- 할 일 -
아래 항목에서 다음 문자열이 들어 있는 줄만 걸러 모두 그대로 옮겨 적을 수 있나요? 대소문자를 구분하며, 찾을 문자열은 "resolution"입니다.

- 원본 데이터 -
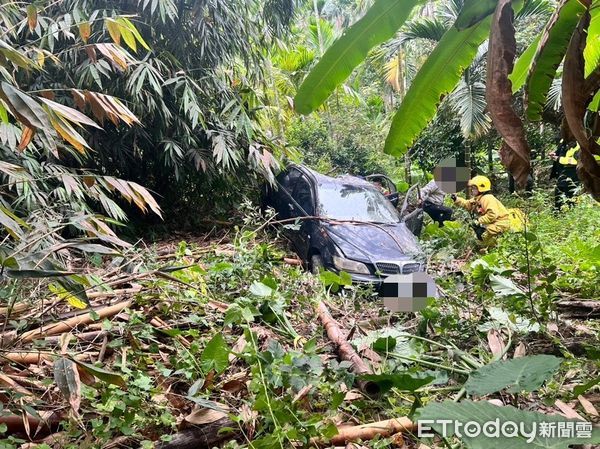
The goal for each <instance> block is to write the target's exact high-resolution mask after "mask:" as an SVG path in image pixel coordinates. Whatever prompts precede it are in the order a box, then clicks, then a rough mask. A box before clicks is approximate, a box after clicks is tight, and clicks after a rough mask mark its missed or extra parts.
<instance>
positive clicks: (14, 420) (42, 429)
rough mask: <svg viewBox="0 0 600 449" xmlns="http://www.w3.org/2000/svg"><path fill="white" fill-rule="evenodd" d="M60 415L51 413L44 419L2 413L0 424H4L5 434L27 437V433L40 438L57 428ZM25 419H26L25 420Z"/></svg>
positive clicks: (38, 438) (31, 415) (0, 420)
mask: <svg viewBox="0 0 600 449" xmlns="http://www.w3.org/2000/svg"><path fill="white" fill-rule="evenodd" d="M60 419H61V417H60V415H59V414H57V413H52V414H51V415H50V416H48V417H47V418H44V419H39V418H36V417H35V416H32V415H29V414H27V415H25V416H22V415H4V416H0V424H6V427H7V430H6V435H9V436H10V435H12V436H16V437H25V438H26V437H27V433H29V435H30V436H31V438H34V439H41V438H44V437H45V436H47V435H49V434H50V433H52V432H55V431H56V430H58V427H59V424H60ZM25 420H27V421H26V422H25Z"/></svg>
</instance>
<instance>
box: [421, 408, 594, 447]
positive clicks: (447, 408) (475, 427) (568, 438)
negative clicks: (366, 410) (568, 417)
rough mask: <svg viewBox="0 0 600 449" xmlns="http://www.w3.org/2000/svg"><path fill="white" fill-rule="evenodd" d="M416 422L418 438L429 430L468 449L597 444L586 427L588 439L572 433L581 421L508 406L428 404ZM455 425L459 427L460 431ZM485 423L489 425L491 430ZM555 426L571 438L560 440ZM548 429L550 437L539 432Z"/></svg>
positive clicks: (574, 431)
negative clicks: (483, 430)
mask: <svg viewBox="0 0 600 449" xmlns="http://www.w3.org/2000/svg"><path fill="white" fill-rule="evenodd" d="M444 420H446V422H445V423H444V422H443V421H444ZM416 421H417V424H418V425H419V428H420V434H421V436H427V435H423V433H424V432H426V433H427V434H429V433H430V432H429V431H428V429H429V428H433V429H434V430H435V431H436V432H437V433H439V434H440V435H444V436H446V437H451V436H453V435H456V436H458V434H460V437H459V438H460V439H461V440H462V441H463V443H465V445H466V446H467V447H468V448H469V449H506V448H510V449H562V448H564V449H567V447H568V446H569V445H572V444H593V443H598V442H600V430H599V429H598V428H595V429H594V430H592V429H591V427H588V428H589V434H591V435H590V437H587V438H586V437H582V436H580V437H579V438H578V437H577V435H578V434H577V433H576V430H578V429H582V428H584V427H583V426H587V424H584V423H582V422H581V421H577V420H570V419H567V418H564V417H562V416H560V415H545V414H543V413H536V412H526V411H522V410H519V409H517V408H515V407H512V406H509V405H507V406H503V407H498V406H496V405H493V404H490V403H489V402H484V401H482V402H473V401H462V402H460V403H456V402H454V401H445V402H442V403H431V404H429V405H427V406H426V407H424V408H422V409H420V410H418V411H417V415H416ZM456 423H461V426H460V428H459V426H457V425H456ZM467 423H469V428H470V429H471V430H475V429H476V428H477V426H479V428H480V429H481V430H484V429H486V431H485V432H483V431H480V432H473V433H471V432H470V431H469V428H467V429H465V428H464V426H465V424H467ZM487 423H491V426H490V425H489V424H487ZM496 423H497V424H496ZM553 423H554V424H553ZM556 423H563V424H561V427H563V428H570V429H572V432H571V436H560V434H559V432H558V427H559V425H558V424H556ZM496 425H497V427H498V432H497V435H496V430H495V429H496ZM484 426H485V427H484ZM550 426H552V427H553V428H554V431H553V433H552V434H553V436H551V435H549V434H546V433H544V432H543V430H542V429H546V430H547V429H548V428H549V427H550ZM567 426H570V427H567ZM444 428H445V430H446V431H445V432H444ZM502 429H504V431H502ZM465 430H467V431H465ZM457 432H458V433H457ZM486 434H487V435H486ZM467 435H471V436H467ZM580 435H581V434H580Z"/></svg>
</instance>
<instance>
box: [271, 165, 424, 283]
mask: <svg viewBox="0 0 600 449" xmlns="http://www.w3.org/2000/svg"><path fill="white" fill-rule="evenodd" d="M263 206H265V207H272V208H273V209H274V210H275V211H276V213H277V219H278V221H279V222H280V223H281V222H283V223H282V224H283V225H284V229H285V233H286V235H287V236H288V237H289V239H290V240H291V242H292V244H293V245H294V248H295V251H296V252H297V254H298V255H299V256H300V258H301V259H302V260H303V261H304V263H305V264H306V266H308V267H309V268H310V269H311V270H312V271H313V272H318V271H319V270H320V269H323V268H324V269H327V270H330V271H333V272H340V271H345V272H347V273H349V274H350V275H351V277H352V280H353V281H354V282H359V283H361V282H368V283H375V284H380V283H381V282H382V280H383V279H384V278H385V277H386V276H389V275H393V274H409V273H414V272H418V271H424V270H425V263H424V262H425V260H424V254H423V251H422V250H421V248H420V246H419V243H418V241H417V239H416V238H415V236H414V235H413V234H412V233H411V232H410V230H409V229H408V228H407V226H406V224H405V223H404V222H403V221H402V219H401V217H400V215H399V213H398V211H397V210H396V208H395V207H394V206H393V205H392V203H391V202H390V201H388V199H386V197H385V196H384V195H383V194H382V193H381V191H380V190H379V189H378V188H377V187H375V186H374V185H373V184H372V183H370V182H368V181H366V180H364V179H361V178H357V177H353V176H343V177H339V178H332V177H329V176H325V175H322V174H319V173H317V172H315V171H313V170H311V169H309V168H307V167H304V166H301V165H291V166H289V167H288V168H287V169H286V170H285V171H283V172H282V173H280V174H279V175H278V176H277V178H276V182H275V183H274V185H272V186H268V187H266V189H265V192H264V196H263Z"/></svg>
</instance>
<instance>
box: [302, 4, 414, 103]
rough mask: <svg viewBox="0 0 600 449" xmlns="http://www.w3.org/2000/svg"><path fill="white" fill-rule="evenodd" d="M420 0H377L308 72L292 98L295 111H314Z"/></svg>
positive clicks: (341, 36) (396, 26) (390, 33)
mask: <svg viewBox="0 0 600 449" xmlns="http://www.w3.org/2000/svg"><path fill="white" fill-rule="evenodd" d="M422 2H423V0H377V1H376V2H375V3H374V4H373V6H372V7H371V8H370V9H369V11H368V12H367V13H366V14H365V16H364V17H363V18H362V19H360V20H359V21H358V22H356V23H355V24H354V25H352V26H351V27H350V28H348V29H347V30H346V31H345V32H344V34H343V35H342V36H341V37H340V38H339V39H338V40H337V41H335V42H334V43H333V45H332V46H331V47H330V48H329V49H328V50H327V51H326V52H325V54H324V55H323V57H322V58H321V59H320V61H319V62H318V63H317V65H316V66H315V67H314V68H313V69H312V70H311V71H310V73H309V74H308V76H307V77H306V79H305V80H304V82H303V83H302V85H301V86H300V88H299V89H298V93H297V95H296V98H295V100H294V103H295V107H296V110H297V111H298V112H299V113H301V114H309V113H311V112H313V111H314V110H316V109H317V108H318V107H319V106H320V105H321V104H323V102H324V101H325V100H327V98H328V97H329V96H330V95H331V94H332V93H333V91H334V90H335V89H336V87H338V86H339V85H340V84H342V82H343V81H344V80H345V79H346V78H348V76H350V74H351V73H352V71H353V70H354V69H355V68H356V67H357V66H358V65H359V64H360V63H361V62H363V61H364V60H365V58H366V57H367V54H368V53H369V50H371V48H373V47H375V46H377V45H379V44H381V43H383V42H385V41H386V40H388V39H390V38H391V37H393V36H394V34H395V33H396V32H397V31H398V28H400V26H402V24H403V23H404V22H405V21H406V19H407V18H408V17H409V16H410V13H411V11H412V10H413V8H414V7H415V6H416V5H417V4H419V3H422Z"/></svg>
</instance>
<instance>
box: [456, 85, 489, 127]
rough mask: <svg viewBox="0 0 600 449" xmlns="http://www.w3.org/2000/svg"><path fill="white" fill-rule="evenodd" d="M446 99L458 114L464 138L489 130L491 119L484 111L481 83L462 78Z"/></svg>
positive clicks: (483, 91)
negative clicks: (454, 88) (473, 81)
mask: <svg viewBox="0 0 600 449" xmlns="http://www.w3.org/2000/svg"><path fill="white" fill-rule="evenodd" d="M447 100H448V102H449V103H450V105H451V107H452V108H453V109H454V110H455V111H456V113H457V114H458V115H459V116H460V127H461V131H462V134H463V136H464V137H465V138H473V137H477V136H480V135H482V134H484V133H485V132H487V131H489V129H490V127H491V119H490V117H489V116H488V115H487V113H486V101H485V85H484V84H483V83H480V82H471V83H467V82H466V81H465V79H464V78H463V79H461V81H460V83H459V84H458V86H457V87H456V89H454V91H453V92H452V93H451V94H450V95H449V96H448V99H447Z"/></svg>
* * *
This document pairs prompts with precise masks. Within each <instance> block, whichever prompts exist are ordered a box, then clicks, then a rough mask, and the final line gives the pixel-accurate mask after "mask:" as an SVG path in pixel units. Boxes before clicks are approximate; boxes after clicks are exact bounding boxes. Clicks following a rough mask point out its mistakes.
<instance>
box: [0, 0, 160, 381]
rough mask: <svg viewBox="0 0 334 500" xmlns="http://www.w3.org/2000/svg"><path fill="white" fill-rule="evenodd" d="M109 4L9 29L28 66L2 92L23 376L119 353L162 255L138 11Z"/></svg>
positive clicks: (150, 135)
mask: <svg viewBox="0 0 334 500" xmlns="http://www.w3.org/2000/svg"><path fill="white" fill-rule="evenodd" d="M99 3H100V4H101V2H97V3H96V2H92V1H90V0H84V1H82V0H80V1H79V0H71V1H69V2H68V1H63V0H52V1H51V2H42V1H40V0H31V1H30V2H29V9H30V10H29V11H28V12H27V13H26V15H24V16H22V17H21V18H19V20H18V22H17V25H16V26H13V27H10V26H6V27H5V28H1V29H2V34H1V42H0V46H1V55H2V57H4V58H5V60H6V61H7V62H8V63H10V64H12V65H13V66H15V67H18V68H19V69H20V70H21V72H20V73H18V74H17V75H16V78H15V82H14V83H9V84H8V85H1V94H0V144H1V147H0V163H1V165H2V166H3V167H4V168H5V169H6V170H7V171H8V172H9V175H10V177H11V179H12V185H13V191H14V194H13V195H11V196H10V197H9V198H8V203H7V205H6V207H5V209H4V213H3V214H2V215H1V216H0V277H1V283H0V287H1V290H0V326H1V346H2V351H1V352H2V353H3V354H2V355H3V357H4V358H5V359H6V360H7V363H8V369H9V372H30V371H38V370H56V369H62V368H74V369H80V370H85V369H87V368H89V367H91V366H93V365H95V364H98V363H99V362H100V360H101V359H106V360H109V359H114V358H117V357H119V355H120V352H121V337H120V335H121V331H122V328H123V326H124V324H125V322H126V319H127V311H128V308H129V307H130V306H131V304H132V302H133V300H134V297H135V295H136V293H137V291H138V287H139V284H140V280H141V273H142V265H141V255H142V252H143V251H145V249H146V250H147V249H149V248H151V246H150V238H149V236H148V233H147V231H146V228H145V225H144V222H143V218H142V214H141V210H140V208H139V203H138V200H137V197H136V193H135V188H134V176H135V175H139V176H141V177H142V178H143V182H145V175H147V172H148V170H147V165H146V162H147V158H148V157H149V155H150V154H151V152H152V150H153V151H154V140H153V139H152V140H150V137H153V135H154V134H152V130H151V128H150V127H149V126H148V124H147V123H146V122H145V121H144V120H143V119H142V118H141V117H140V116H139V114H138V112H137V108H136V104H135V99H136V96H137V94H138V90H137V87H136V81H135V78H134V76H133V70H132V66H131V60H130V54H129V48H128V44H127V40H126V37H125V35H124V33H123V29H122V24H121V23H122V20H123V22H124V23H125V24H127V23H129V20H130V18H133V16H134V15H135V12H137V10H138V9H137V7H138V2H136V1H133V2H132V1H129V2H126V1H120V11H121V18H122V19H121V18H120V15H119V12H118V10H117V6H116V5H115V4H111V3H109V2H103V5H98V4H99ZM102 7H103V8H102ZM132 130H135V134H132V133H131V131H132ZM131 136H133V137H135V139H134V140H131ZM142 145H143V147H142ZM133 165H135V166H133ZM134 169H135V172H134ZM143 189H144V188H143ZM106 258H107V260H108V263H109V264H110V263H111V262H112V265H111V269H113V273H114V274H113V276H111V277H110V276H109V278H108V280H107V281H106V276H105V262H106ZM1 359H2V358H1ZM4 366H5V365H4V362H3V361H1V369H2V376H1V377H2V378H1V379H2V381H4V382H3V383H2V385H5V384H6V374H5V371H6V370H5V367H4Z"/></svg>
==
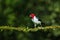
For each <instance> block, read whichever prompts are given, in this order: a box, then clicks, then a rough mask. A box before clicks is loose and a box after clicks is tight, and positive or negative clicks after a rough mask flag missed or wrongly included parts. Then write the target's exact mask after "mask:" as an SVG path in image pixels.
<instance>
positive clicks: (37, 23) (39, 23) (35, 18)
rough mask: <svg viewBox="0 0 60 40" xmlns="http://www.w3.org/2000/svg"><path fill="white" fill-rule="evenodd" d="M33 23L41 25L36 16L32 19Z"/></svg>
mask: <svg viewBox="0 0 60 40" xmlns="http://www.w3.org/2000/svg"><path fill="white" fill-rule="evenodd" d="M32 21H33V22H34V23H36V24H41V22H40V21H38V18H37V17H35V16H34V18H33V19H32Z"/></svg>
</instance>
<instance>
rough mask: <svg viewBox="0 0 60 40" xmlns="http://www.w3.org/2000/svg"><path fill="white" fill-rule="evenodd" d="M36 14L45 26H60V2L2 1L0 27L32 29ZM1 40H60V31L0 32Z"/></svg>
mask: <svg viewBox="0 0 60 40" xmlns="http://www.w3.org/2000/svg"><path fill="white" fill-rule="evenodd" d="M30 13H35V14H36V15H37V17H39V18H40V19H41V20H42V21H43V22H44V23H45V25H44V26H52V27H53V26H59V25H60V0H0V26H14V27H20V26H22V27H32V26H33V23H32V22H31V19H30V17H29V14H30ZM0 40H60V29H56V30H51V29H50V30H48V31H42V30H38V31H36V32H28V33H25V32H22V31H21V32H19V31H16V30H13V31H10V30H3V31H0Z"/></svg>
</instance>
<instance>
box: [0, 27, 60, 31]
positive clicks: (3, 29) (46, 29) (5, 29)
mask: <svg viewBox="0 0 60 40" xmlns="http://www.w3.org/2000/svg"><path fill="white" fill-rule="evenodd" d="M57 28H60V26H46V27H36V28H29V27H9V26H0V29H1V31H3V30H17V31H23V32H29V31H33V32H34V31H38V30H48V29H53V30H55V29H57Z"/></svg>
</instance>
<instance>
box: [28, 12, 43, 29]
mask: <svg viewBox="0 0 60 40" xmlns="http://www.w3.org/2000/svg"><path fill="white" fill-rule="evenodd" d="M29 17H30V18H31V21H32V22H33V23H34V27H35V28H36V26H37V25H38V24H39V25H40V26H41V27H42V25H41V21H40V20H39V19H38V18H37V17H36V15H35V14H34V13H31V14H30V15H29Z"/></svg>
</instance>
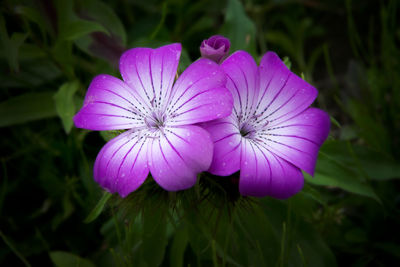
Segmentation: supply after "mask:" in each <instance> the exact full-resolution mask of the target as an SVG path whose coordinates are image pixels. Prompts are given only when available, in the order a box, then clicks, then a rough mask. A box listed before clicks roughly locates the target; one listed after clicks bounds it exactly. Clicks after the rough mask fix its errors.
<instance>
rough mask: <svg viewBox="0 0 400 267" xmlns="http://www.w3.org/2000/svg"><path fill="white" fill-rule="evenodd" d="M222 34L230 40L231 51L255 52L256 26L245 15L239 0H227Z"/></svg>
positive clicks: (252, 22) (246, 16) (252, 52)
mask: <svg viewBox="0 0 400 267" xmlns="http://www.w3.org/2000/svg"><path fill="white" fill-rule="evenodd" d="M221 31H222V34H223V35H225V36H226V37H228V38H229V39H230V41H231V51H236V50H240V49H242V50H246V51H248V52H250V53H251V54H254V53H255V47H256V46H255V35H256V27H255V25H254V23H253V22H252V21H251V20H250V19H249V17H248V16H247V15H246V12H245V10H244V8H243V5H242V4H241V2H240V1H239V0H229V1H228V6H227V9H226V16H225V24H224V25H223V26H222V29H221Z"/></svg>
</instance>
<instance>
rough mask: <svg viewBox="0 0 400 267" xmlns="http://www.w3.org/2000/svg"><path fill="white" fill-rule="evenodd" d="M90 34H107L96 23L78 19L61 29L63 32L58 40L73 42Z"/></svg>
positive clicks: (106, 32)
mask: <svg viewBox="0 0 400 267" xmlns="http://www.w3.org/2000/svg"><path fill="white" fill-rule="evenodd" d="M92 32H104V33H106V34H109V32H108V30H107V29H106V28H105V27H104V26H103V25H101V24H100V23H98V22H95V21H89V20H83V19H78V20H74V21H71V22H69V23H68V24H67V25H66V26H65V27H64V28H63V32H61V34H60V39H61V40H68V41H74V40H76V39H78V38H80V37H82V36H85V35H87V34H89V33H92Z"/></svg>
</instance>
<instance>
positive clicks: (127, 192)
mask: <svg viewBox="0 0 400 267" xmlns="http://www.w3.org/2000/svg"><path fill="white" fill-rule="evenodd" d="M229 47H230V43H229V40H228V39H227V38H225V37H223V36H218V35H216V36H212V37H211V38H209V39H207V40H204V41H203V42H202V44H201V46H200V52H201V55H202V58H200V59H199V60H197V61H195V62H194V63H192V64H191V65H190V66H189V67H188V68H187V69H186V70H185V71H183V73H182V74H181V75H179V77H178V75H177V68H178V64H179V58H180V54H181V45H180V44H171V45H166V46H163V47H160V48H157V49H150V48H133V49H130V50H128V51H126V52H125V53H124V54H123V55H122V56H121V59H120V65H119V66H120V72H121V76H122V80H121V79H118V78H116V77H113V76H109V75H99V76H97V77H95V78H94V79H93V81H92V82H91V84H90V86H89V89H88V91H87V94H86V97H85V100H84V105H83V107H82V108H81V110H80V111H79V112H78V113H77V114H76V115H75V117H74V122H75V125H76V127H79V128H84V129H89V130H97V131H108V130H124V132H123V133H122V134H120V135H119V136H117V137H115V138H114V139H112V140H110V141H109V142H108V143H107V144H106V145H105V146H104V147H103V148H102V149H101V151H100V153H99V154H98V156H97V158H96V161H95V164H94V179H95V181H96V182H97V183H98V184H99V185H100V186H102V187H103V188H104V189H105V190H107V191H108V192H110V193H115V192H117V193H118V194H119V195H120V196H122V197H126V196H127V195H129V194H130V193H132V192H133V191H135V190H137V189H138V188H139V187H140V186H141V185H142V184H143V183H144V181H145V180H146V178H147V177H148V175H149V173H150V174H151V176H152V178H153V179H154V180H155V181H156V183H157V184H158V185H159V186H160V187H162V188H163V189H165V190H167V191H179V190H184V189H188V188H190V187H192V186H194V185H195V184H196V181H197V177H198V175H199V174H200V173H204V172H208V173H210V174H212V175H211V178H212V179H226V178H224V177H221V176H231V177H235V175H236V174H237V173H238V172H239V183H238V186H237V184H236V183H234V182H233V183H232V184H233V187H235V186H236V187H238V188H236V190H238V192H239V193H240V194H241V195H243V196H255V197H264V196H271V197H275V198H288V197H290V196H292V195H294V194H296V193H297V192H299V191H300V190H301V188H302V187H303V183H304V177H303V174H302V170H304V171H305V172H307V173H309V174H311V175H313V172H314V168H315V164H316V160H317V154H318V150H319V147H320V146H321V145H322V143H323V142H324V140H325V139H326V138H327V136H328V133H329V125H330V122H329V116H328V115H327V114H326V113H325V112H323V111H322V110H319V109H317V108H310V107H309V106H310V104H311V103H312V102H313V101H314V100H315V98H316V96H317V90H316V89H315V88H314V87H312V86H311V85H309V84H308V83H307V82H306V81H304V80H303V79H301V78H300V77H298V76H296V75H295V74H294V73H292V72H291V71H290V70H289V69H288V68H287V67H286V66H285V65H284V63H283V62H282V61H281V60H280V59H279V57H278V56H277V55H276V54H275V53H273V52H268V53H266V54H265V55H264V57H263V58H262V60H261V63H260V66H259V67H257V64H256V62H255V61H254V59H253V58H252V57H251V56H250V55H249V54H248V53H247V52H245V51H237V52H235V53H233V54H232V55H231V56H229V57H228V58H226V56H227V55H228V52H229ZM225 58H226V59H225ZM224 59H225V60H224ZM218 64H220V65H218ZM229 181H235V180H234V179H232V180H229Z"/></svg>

- 작업 결과 -
The goal for each <instance> block is to write the target's exact high-resolution mask after "mask:" as an SVG path in image pixel coordinates. Whatever prompts precede it are in the order a box, then clicks, then a rough mask. A box before clicks is approximate, a box after clicks is tight, and clicks after a rough mask mark its missed or extra parts.
Segmentation: supply after "mask:" in each <instance> the exact full-resolution mask of the target as an SVG path whose coordinates are image pixels. Prompts are given only when available, in the order a box, then clicks, then a rough mask. A box listed before clicks roughly locates the target; one listed after clicks bounds it exactly. Clicks after the rough mask fix its errors.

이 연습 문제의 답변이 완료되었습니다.